[Dataset rows]

>>

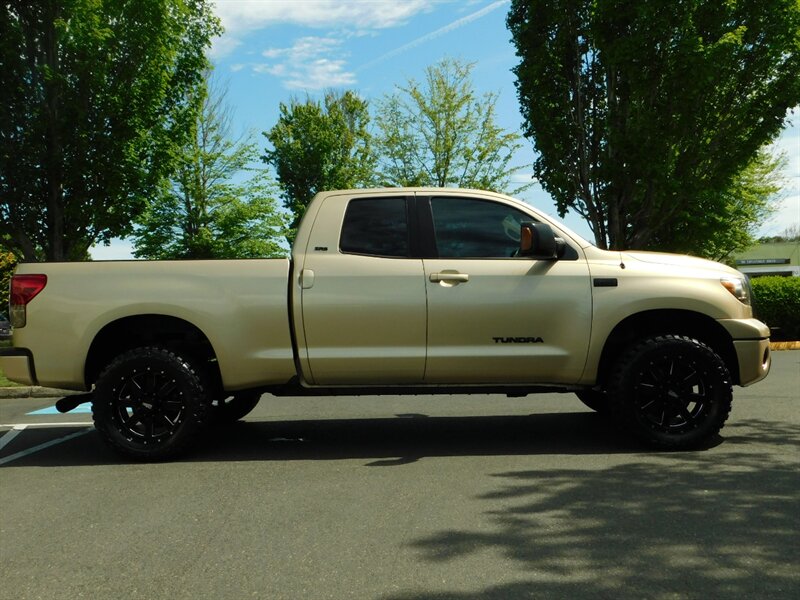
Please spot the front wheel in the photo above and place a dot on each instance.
(671, 391)
(150, 404)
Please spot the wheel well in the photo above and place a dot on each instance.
(151, 330)
(660, 322)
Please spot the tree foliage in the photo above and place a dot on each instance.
(216, 205)
(441, 133)
(318, 146)
(95, 99)
(8, 263)
(647, 115)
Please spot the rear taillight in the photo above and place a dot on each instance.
(24, 288)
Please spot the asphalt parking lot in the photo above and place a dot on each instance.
(454, 497)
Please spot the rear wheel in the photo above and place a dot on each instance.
(150, 404)
(234, 407)
(671, 391)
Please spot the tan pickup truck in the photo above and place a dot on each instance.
(392, 291)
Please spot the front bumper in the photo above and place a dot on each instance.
(17, 365)
(751, 343)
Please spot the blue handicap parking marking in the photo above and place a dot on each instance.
(85, 409)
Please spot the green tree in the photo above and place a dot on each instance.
(319, 146)
(216, 205)
(8, 263)
(730, 217)
(441, 133)
(647, 115)
(94, 103)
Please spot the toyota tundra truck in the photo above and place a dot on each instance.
(391, 291)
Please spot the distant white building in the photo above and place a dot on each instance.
(780, 259)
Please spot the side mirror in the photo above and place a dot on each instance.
(537, 240)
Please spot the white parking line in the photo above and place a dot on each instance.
(6, 439)
(53, 424)
(33, 449)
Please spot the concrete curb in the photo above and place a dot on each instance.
(35, 391)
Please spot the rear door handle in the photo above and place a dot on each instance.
(449, 277)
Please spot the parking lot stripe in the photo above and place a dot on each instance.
(6, 439)
(29, 451)
(50, 424)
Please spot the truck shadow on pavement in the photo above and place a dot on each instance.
(721, 524)
(380, 441)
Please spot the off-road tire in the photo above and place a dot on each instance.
(233, 407)
(671, 391)
(150, 404)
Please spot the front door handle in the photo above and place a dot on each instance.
(449, 277)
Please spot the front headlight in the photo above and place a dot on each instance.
(739, 287)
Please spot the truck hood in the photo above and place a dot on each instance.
(680, 260)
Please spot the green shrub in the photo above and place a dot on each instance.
(776, 301)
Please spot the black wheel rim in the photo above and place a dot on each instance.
(673, 393)
(148, 406)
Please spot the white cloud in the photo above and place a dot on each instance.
(311, 63)
(438, 33)
(241, 16)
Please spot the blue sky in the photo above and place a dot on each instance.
(273, 50)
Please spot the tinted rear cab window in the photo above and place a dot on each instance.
(376, 227)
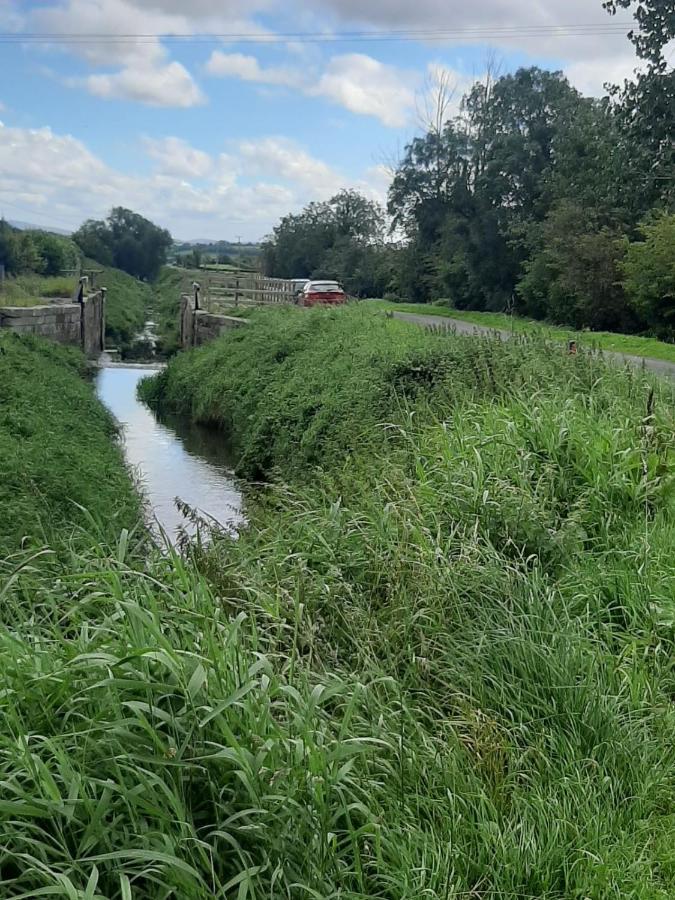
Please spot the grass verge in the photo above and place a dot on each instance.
(32, 290)
(630, 345)
(57, 456)
(441, 666)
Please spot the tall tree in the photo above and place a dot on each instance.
(125, 240)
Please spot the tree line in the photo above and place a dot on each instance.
(532, 198)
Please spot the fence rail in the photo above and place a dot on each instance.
(245, 288)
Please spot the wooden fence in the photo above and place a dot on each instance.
(221, 289)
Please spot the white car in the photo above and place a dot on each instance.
(329, 292)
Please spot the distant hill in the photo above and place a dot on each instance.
(209, 242)
(29, 226)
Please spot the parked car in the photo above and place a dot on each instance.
(298, 285)
(320, 292)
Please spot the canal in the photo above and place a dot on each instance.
(172, 458)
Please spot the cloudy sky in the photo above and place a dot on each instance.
(216, 117)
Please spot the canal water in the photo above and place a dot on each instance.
(172, 457)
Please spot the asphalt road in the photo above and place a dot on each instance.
(660, 366)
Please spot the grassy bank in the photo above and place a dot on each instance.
(167, 291)
(631, 345)
(439, 665)
(491, 569)
(57, 457)
(31, 290)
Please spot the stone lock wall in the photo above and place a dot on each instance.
(63, 321)
(197, 326)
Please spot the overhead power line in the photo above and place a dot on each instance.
(376, 36)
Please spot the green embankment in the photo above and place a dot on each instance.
(440, 666)
(57, 456)
(629, 344)
(167, 291)
(31, 290)
(127, 306)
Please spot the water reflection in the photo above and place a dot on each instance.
(172, 457)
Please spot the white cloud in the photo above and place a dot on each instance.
(366, 86)
(357, 82)
(506, 24)
(591, 76)
(280, 157)
(54, 179)
(146, 74)
(247, 68)
(176, 157)
(155, 85)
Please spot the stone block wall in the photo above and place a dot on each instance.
(200, 327)
(82, 325)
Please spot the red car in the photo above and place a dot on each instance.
(322, 292)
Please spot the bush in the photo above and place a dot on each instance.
(649, 275)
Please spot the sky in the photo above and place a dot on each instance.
(214, 118)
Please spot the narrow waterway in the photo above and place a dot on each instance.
(172, 458)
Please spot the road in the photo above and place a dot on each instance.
(659, 366)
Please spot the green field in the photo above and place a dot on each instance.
(631, 345)
(438, 662)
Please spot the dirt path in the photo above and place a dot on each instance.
(660, 366)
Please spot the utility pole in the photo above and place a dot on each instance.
(236, 290)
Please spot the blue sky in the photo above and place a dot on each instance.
(155, 105)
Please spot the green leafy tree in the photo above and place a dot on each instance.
(341, 238)
(127, 241)
(573, 277)
(646, 104)
(649, 275)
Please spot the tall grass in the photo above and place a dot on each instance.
(31, 290)
(438, 666)
(57, 456)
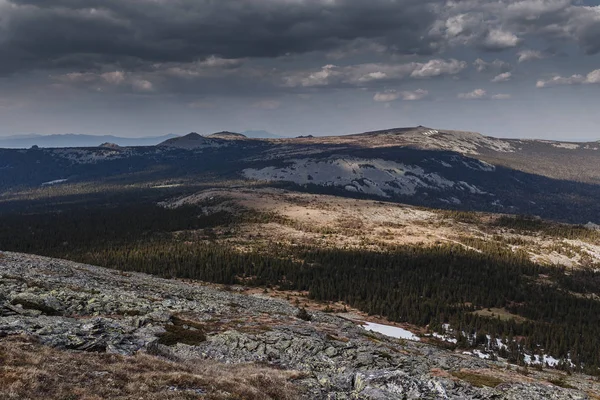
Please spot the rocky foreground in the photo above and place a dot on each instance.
(77, 311)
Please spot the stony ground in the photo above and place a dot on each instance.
(77, 311)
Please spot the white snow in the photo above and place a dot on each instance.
(444, 338)
(371, 176)
(391, 331)
(569, 146)
(55, 182)
(544, 360)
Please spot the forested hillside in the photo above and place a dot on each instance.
(426, 285)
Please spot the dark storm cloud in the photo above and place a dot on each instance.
(91, 33)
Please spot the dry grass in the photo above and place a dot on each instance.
(501, 313)
(29, 370)
(477, 380)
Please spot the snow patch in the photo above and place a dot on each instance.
(391, 331)
(55, 182)
(370, 176)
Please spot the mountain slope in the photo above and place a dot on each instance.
(419, 166)
(73, 140)
(95, 310)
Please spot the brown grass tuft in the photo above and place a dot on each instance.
(29, 370)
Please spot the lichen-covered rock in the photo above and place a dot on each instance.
(85, 308)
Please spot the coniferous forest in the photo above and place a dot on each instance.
(555, 313)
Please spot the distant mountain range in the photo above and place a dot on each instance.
(76, 140)
(418, 165)
(79, 140)
(262, 135)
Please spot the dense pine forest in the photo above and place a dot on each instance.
(554, 313)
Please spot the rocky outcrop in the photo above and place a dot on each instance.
(84, 308)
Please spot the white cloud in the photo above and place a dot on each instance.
(387, 96)
(498, 39)
(482, 94)
(577, 79)
(438, 67)
(504, 77)
(492, 66)
(406, 95)
(218, 62)
(142, 85)
(418, 94)
(364, 74)
(474, 95)
(530, 55)
(114, 78)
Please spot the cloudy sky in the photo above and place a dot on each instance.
(510, 68)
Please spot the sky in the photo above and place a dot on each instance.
(505, 68)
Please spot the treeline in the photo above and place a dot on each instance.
(526, 224)
(420, 285)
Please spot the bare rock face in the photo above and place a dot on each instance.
(84, 308)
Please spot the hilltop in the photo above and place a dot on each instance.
(161, 338)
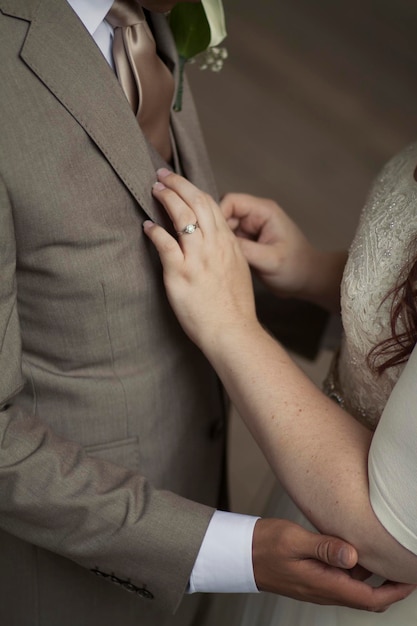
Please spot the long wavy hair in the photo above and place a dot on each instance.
(403, 322)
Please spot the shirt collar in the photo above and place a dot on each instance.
(91, 13)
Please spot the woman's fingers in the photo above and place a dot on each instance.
(168, 249)
(195, 204)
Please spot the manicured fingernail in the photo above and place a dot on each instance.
(163, 171)
(345, 557)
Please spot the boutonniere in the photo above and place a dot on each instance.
(198, 29)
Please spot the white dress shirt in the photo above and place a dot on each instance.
(224, 563)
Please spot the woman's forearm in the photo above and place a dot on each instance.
(315, 448)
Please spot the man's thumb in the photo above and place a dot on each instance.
(336, 552)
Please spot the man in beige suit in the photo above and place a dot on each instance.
(111, 424)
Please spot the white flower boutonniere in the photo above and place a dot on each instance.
(198, 30)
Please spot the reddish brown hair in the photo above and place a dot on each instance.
(403, 322)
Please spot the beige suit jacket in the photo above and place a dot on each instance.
(111, 431)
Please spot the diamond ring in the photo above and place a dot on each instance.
(188, 230)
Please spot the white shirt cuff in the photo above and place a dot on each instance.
(224, 562)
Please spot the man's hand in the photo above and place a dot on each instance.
(291, 561)
(281, 255)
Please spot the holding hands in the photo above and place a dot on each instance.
(206, 275)
(209, 286)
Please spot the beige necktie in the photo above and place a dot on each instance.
(145, 79)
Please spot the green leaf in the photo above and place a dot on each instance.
(190, 28)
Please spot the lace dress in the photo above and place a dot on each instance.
(381, 248)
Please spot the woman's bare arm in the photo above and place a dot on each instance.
(317, 450)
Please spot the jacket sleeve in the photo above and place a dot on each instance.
(106, 518)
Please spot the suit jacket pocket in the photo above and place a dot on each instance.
(124, 452)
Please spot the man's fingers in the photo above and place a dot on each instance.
(335, 552)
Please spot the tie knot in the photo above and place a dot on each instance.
(125, 13)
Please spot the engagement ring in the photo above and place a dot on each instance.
(188, 230)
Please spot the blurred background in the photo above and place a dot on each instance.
(313, 99)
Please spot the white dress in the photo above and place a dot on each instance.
(384, 240)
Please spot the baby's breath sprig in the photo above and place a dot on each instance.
(198, 29)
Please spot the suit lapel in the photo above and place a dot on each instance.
(60, 51)
(65, 58)
(195, 163)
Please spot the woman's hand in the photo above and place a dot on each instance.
(281, 255)
(206, 275)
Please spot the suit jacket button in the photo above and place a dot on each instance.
(217, 429)
(144, 593)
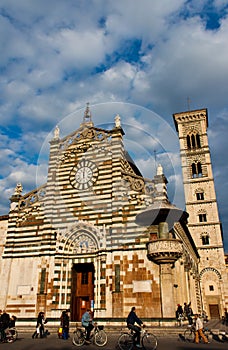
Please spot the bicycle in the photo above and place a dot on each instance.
(11, 335)
(189, 333)
(148, 340)
(98, 336)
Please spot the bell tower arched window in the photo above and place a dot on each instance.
(205, 239)
(196, 170)
(193, 141)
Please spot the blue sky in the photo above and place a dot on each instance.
(141, 59)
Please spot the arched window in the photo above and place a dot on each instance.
(199, 195)
(202, 217)
(196, 170)
(205, 239)
(199, 169)
(188, 142)
(198, 144)
(193, 141)
(194, 173)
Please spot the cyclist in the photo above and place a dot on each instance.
(131, 320)
(199, 330)
(4, 324)
(87, 322)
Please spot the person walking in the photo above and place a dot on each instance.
(179, 315)
(4, 324)
(199, 330)
(87, 322)
(39, 326)
(65, 322)
(131, 320)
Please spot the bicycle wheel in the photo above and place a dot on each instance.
(13, 333)
(189, 335)
(78, 338)
(100, 338)
(125, 341)
(149, 341)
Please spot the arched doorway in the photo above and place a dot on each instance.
(82, 292)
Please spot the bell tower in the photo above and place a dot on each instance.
(201, 205)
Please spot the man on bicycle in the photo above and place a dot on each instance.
(131, 320)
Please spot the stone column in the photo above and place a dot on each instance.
(167, 296)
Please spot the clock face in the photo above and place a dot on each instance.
(84, 175)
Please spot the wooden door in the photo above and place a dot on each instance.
(214, 311)
(82, 289)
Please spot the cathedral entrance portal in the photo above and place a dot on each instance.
(82, 292)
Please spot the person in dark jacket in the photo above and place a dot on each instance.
(4, 324)
(65, 322)
(39, 326)
(131, 320)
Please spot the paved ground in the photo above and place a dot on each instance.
(167, 339)
(25, 342)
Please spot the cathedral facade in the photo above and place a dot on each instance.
(80, 241)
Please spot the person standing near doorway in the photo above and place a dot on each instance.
(199, 330)
(87, 322)
(131, 320)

<<

* **OBJECTIVE**
Starting at the line that contains "Please spot the bell tower in", output each remaining line of the listing, the last line included, exactly as it appears.

* **EXERCISE RESPONSE**
Please spot the bell tower in the photo above and place a dot on each instance.
(201, 205)
Please spot the man on bicycle in the photo above and place a dot on each instance.
(131, 320)
Please spot the stone column in the photo above and place a dot on each instance.
(167, 296)
Please spot the clock face in the photo above and place a dot on each instance.
(84, 175)
Please spot the wooden door in the photo above and place a dot on each instance.
(214, 311)
(82, 289)
Please spot the cathedral entrance portal in the photo above and place a dot on each instance.
(82, 292)
Please spot the person in dark jacket in the photo above and place a dot on each instance.
(4, 324)
(65, 322)
(39, 326)
(131, 320)
Please spot the paved ground in the photo above and place a dot on each instance.
(167, 339)
(25, 342)
Please spot the cathedral facade in the photo above and place a dot on each instance.
(80, 241)
Please spot the person standing near doorway in the photo above and place a dot on each instance.
(199, 330)
(87, 322)
(131, 320)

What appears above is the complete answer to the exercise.